(Record excerpts begins)

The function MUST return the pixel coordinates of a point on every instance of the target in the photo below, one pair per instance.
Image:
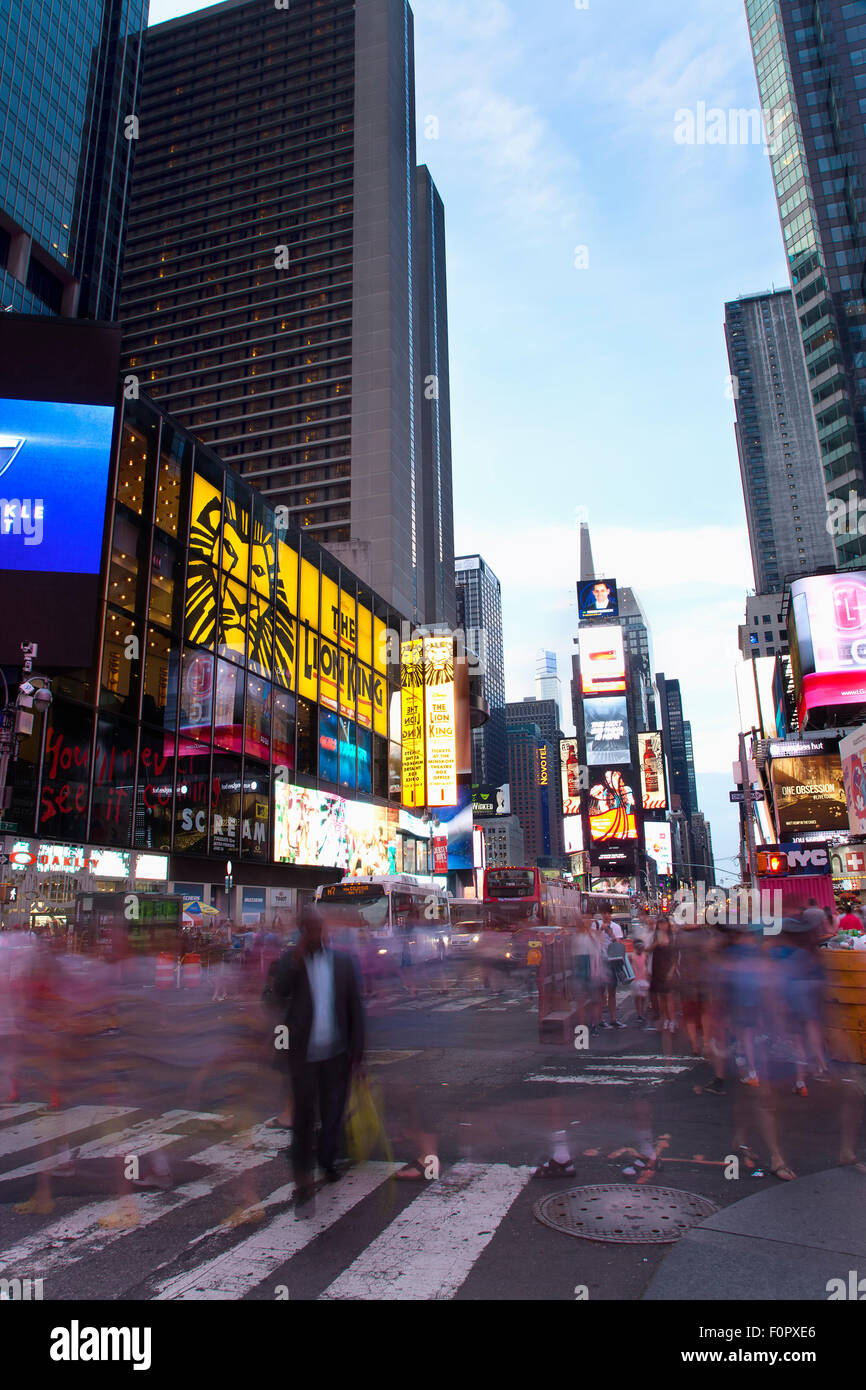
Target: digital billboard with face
(659, 845)
(597, 598)
(573, 834)
(570, 776)
(606, 729)
(852, 752)
(809, 794)
(829, 641)
(602, 660)
(651, 761)
(612, 806)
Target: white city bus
(401, 919)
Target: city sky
(590, 255)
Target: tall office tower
(763, 631)
(674, 742)
(637, 640)
(524, 772)
(284, 289)
(544, 716)
(808, 60)
(779, 453)
(548, 684)
(704, 866)
(68, 81)
(503, 841)
(542, 712)
(690, 765)
(434, 419)
(480, 615)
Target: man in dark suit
(325, 1023)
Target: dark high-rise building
(704, 866)
(480, 615)
(524, 772)
(284, 291)
(690, 763)
(808, 60)
(434, 432)
(544, 716)
(68, 85)
(779, 453)
(677, 745)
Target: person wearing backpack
(616, 968)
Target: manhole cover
(627, 1215)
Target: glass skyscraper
(68, 93)
(811, 66)
(779, 453)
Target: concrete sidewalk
(784, 1241)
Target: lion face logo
(230, 585)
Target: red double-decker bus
(517, 894)
(512, 895)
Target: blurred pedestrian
(640, 966)
(663, 980)
(325, 1043)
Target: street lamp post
(17, 716)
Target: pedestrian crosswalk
(420, 1240)
(438, 1002)
(616, 1069)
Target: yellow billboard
(439, 729)
(412, 704)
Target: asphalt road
(463, 1082)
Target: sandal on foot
(552, 1169)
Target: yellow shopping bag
(364, 1121)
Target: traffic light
(772, 863)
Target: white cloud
(499, 145)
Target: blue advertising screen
(53, 476)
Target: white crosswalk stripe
(9, 1114)
(85, 1233)
(246, 1265)
(59, 1125)
(617, 1069)
(427, 1251)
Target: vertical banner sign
(441, 734)
(412, 705)
(570, 776)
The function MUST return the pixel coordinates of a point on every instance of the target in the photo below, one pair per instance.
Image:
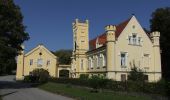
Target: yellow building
(113, 53)
(39, 57)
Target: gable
(119, 30)
(134, 27)
(40, 48)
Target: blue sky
(50, 21)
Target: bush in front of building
(99, 83)
(84, 76)
(37, 76)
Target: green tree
(12, 34)
(160, 21)
(64, 56)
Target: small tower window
(139, 40)
(82, 64)
(48, 62)
(40, 62)
(123, 59)
(31, 62)
(130, 39)
(134, 39)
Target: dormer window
(134, 39)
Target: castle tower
(110, 49)
(157, 57)
(80, 46)
(20, 65)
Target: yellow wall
(135, 53)
(35, 55)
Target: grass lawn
(85, 94)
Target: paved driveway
(11, 90)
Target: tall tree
(160, 21)
(12, 34)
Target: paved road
(11, 90)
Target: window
(130, 39)
(48, 62)
(134, 39)
(139, 40)
(40, 62)
(123, 59)
(146, 60)
(97, 61)
(104, 60)
(90, 62)
(123, 77)
(31, 62)
(81, 64)
(146, 77)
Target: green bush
(96, 83)
(37, 76)
(84, 76)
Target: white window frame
(123, 61)
(48, 62)
(82, 64)
(134, 39)
(40, 62)
(31, 62)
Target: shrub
(38, 76)
(84, 76)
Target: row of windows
(100, 60)
(124, 58)
(39, 62)
(123, 77)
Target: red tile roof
(102, 38)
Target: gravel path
(10, 90)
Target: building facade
(116, 51)
(39, 57)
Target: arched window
(97, 61)
(90, 62)
(104, 60)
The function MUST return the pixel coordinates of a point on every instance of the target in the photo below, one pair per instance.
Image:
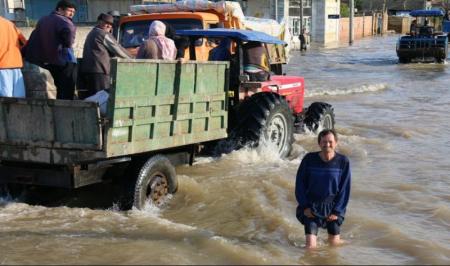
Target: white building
(320, 17)
(9, 8)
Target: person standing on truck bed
(322, 190)
(11, 79)
(157, 46)
(50, 47)
(100, 46)
(181, 43)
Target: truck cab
(133, 28)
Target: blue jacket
(323, 186)
(51, 42)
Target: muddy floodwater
(393, 121)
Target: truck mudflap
(49, 131)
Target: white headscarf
(157, 32)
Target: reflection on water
(240, 208)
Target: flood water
(240, 209)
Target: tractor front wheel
(266, 119)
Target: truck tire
(155, 180)
(319, 116)
(404, 60)
(266, 118)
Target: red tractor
(267, 111)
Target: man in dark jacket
(50, 47)
(100, 46)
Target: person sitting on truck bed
(221, 52)
(256, 61)
(99, 47)
(157, 46)
(413, 28)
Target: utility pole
(276, 10)
(301, 16)
(352, 13)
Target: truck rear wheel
(266, 118)
(319, 116)
(156, 179)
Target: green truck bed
(153, 105)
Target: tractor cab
(426, 39)
(241, 83)
(427, 23)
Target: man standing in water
(322, 190)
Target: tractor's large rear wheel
(319, 116)
(266, 119)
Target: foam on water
(346, 91)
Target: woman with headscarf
(157, 46)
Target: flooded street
(240, 209)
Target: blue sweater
(323, 186)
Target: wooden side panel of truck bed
(163, 104)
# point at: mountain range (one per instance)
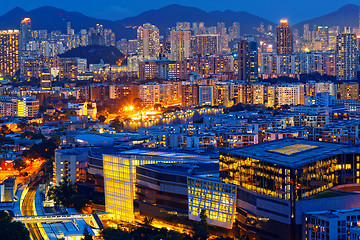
(51, 18)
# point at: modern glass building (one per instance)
(120, 177)
(280, 180)
(213, 196)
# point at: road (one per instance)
(28, 210)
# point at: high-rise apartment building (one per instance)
(284, 38)
(346, 56)
(25, 28)
(148, 41)
(9, 52)
(180, 45)
(45, 80)
(248, 61)
(206, 44)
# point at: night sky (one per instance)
(294, 10)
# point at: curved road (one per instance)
(27, 209)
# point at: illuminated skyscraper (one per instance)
(9, 52)
(248, 61)
(346, 57)
(180, 45)
(206, 44)
(25, 28)
(148, 41)
(284, 38)
(45, 82)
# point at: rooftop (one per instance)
(293, 152)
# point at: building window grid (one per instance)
(216, 198)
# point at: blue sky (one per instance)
(294, 10)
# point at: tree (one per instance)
(12, 230)
(201, 230)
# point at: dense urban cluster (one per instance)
(199, 132)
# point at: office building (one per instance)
(279, 181)
(45, 79)
(248, 61)
(9, 52)
(204, 44)
(120, 177)
(289, 94)
(25, 33)
(26, 107)
(215, 197)
(180, 45)
(148, 41)
(348, 91)
(189, 94)
(206, 95)
(331, 225)
(346, 56)
(67, 164)
(284, 38)
(162, 189)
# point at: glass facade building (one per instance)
(120, 177)
(278, 181)
(293, 178)
(215, 197)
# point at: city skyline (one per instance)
(271, 11)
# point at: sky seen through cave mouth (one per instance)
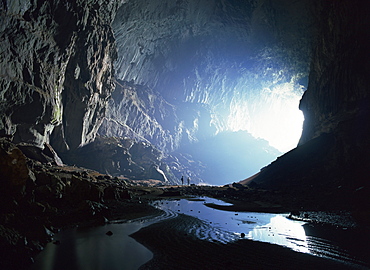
(272, 115)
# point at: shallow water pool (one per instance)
(92, 248)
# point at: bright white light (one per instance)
(272, 115)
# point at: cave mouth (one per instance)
(273, 115)
(247, 62)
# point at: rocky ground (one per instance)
(39, 196)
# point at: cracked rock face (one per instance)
(222, 54)
(56, 68)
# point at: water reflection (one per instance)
(226, 226)
(230, 226)
(92, 248)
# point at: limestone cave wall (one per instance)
(56, 70)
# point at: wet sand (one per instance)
(175, 248)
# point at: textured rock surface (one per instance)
(55, 70)
(140, 113)
(229, 55)
(334, 151)
(338, 90)
(123, 157)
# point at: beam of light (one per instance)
(272, 114)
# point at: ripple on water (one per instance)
(226, 226)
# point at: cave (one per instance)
(105, 103)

(Record excerpts ends)

• [Assignment]
The listing above should be repeated word for word, pictures removed.

• [Exercise solution]
The function MUST return the pixel coordinates of a point on every instance of the target in the photo below, one pair per instance.
Image:
Target: digital billboard with face
(659, 845)
(597, 598)
(573, 834)
(570, 776)
(606, 729)
(852, 752)
(809, 794)
(829, 641)
(602, 660)
(651, 761)
(612, 806)
Target: white city bus
(401, 919)
Target: city sky
(590, 255)
Target: tall office tower
(763, 631)
(674, 742)
(637, 640)
(524, 772)
(284, 289)
(544, 716)
(808, 60)
(779, 453)
(548, 684)
(704, 866)
(68, 81)
(503, 841)
(542, 712)
(690, 765)
(434, 419)
(480, 615)
Target: man in dark suit
(325, 1023)
Target: dark high-rise building
(704, 866)
(480, 615)
(524, 772)
(284, 291)
(690, 763)
(808, 60)
(434, 432)
(544, 716)
(68, 85)
(779, 453)
(677, 745)
Target: person wearing backpack
(616, 968)
Target: manhole cover
(627, 1215)
Target: glass skyscraper
(68, 93)
(811, 66)
(779, 453)
Target: concrete sidewalk
(784, 1241)
Target: lion face logo
(230, 585)
Target: red double-decker bus
(517, 894)
(512, 895)
Target: blurred pedestrian
(640, 966)
(663, 980)
(325, 1043)
Target: street lamp post
(17, 716)
Target: pedestrian crosswalk
(420, 1240)
(438, 1002)
(616, 1069)
Target: yellow billboard
(439, 729)
(412, 704)
Target: asphalt road
(463, 1082)
Target: sandal on foot
(552, 1169)
Target: yellow shopping bag
(364, 1121)
Target: traffic light
(772, 863)
Target: white cloud
(499, 145)
Target: blue advertising screen
(53, 476)
Target: white crosswalk stripe
(9, 1114)
(85, 1233)
(246, 1265)
(59, 1125)
(617, 1069)
(427, 1251)
Target: vertical banner sign
(441, 734)
(412, 705)
(570, 776)
The function MUST return the pixel coordinates of a point on every instance of the target in the photo below, one pair per instance.
Image:
Target: yellow building
(113, 53)
(39, 57)
Target: gable
(119, 30)
(134, 27)
(40, 48)
Target: blue sky
(50, 21)
Target: bush in front of building
(99, 83)
(84, 76)
(37, 76)
Target: green tree
(12, 34)
(160, 21)
(64, 56)
Target: small tower window
(139, 40)
(82, 64)
(48, 62)
(40, 62)
(123, 59)
(31, 62)
(130, 39)
(134, 39)
Target: dormer window
(134, 39)
Target: castle tower
(110, 49)
(157, 57)
(80, 46)
(20, 65)
Target: yellow wall
(135, 53)
(35, 55)
Target: grass lawn
(85, 94)
Target: paved driveway
(11, 90)
Target: tall tree
(160, 21)
(12, 34)
Target: paved road
(11, 90)
Target: window
(130, 39)
(48, 62)
(134, 39)
(139, 40)
(40, 62)
(123, 59)
(146, 60)
(97, 61)
(104, 60)
(90, 62)
(123, 77)
(31, 62)
(81, 64)
(146, 77)
Target: green bush
(96, 83)
(37, 76)
(84, 76)
Target: white window frame
(123, 61)
(48, 62)
(82, 64)
(134, 39)
(40, 62)
(31, 62)
Target: shrub
(38, 76)
(84, 76)
Target: row of windows
(100, 60)
(124, 58)
(39, 62)
(123, 77)
Target: red tile roof
(102, 38)
Target: gravel path
(10, 90)
Target: building facade
(116, 51)
(39, 57)
Target: arched window
(97, 61)
(90, 62)
(104, 60)
The function MUST return the pixel coordinates of a point on every instance of the target in the photo below, one pair per instance.
Image:
Target: white building
(320, 17)
(9, 8)
Target: person standing on truck bed
(322, 190)
(11, 79)
(157, 46)
(50, 47)
(100, 46)
(181, 43)
Target: truck cab
(133, 28)
Target: blue jacket
(323, 186)
(51, 42)
Target: muddy floodwater
(393, 121)
Target: truck mudflap
(49, 131)
Target: white headscarf
(157, 32)
Target: reflection on water
(240, 208)
Target: flood water
(240, 209)
Target: tractor front wheel
(266, 119)
Target: truck tire
(155, 180)
(319, 116)
(404, 60)
(266, 118)
Target: red tractor
(267, 111)
Target: man in dark jacket
(50, 47)
(100, 46)
Target: person sitting on truck bed
(221, 52)
(256, 61)
(99, 47)
(157, 46)
(413, 28)
Target: utility pole
(276, 10)
(301, 16)
(352, 13)
Target: truck rear wheel
(266, 118)
(319, 116)
(156, 179)
Target: green truck bed
(153, 105)
Target: tractor cab
(426, 39)
(241, 83)
(427, 23)
Target: man standing in water
(322, 190)
Target: tractor's large rear wheel
(319, 116)
(266, 119)
Target: foam on water
(346, 91)
Target: woman with headscarf
(157, 46)
Target: flooded street
(240, 209)
Target: blue sweater
(323, 186)
Target: wooden side panel of truck bed
(163, 104)
# point at: mountain range (one per instance)
(51, 18)
# point at: modern glass building (one per instance)
(120, 177)
(280, 180)
(213, 196)
# point at: road (one per instance)
(28, 210)
# point at: high-rise apartment building (one per instance)
(284, 38)
(346, 56)
(25, 28)
(148, 41)
(9, 52)
(180, 45)
(45, 80)
(248, 61)
(206, 44)
# point at: night sky (one per instance)
(294, 10)
# point at: curved road (one per instance)
(27, 209)
# point at: illuminated skyscraper (one per instance)
(9, 52)
(248, 61)
(346, 57)
(180, 45)
(206, 44)
(25, 28)
(148, 41)
(284, 38)
(45, 82)
# point at: rooftop (one per instance)
(293, 152)
# point at: building window grid (one per instance)
(216, 198)
# point at: blue sky (one per instance)
(294, 10)
# point at: tree (one per instance)
(12, 230)
(201, 230)
# point at: dense urban cluster (one per instance)
(199, 132)
# point at: office building (one per instance)
(279, 181)
(45, 79)
(248, 61)
(9, 52)
(204, 44)
(120, 177)
(289, 94)
(25, 33)
(26, 107)
(215, 197)
(180, 45)
(148, 41)
(348, 91)
(189, 94)
(206, 95)
(331, 225)
(346, 56)
(67, 164)
(284, 38)
(162, 189)
# point at: glass facade building (one per instance)
(120, 177)
(278, 181)
(293, 178)
(215, 197)
# point at: city skyline (one per instance)
(271, 11)
# point at: sky seen through cave mouth (one per instance)
(272, 115)
# point at: shallow water pool (one per instance)
(92, 248)
# point at: bright white light (one per instance)
(272, 115)
# point at: cave mouth (one per instance)
(273, 115)
(247, 62)
# point at: rocky ground (one per instance)
(39, 196)
# point at: cracked rock face (one per instance)
(222, 54)
(56, 68)
# point at: water reflection (one per instance)
(226, 226)
(230, 226)
(92, 248)
# point at: limestone cave wall (one per instance)
(56, 70)
# point at: wet sand (one per instance)
(175, 248)
# point at: textured rock surface (one per instance)
(55, 70)
(140, 113)
(229, 55)
(334, 151)
(338, 90)
(123, 157)
# point at: beam of light (one per instance)
(272, 114)
# point at: ripple on water (one per instance)
(226, 226)
# point at: cave (one per instance)
(105, 103)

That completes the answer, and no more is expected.